Columbia South Carolina after Sherman's March |
The destruction of Sherman's March in Columbia, SC |
One thing to note is that Micajah Calhoon Solomon loved his wife and called her his Beloved in his will, which I found endearing. I do love a long standing romance.
The other amazing thing about Micajah Calhoon Solomon and his will was that it was written and witnessed in Orangeburg District, but filed in Craven Courts. Am I leaning too heavily on some slim connection? There is no other mention of Joseph Owens.
Just going back to Craven County Plats (requests for maps of boundaries acres of land)....I discovered this one fact Joseph is consistently paired with a Benjamin Owens. This may be the rumored brothers...from a rumor I cannot substantiate in any way, that two Owens brothers came from Wales and settled in the Carolinas. This whole Solomon Owens and Samuel Owens families ended up in Florida, but not Milton or Pensacola but further south. It was like an Owens invasion into Florida. With the slaves. In all of the wills I read, very little was about their slaves. They did mention the buying of one or two who were 16 or 14 years old. Some were provided in the will, them and any that they "increased". After all I have read, I gained a smorgasbord of useless information. I do know that Joseph enlisted in the War of 1812, from Orangeburg, SC. I do know he may have petitioned about some land in NC, where he could have been born. I do know that all of the wills that I have read, the husbands either loved or hated their wives and took pains to mention it. And all seemed fond of their buckets of lard enough to mention them in a legal document as a valued possession. Never once mentioning any rum, whiskey or wine. Nothing about an Orange plantation. This is the useless information I will ponder.

*WHAT YOU WILL DO*:
A - According to the passage on the Owens family wills, in which war did Joseph enlist, and from where?
B - Decide whether each statement agrees with the passage on the Owens family wills, and support each yes or no with the deciding words quoted from it. (i) Micajah Calhoon Solomon's will was written in Orangeburg District but filed in Craven Courts. (ii) The wills often mentioned rum, whiskey or wine. (iii) The Solomon Owens and Samuel Owens families settled in Pensacola.
The lines that follow are not needed for anything here.

*INFORMATION PROVIDED*:

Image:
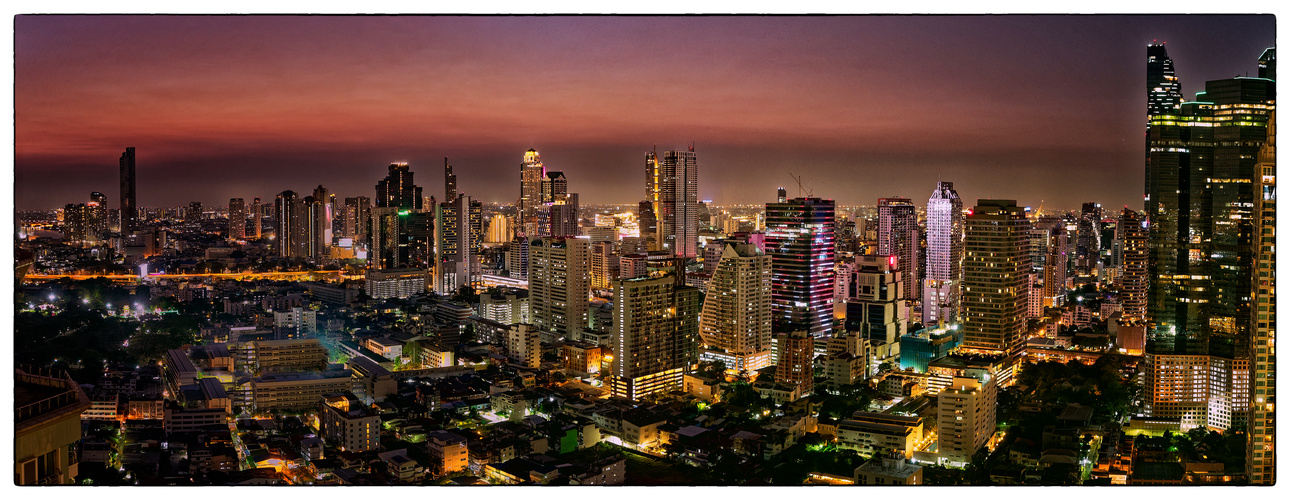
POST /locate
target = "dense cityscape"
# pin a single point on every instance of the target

*RESULTS FOR THE EXERCISE*:
A - He enlisted in the War of 1812, from Orangeburg, SC.

B -
(i) Yes: "it was written and witnessed in Orangeburg District, but filed in Craven Courts"
(ii) No: "Never once mentioning any rum, whiskey or wine."
(iii) No: "ended up in Florida, but not Milton or Pensacola but further south"